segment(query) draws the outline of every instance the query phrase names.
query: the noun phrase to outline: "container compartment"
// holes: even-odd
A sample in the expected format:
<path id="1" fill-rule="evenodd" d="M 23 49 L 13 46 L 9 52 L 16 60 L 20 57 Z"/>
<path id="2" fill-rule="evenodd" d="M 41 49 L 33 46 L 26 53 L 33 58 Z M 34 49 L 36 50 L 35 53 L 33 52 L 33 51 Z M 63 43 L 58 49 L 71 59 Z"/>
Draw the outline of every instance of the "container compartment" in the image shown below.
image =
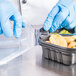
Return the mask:
<path id="1" fill-rule="evenodd" d="M 49 49 L 43 47 L 42 48 L 44 51 L 43 51 L 43 56 L 47 59 L 49 59 Z"/>
<path id="2" fill-rule="evenodd" d="M 72 30 L 72 32 L 74 33 L 74 29 Z M 76 49 L 61 47 L 58 45 L 47 43 L 46 41 L 49 39 L 50 34 L 49 32 L 44 32 L 44 30 L 40 29 L 39 35 L 39 44 L 43 48 L 43 56 L 45 58 L 65 65 L 76 63 Z"/>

Required action: Leaving every picture aside, repeat the listing exactly.

Response:
segment(query) draws the outline of every instance the query phrase names.
query: the noun phrase to outline: "container compartment"
// holes: even-odd
A sample in the expected format:
<path id="1" fill-rule="evenodd" d="M 23 49 L 13 46 L 9 52 L 16 60 L 20 57 Z"/>
<path id="2" fill-rule="evenodd" d="M 41 49 L 33 46 L 26 53 L 33 58 Z M 34 49 L 36 50 L 35 53 L 33 52 L 33 51 Z M 63 43 L 58 49 L 71 59 Z"/>
Draw the outline of every instance of the "container compartment" in the image shown below.
image =
Return the mask:
<path id="1" fill-rule="evenodd" d="M 49 49 L 43 47 L 42 48 L 44 51 L 43 51 L 43 56 L 47 59 L 49 59 Z"/>
<path id="2" fill-rule="evenodd" d="M 72 30 L 72 32 L 74 33 L 74 29 Z M 76 49 L 61 47 L 58 45 L 47 43 L 46 41 L 49 39 L 50 34 L 49 32 L 44 32 L 44 30 L 40 29 L 39 35 L 39 44 L 43 48 L 43 56 L 45 58 L 65 65 L 76 63 Z"/>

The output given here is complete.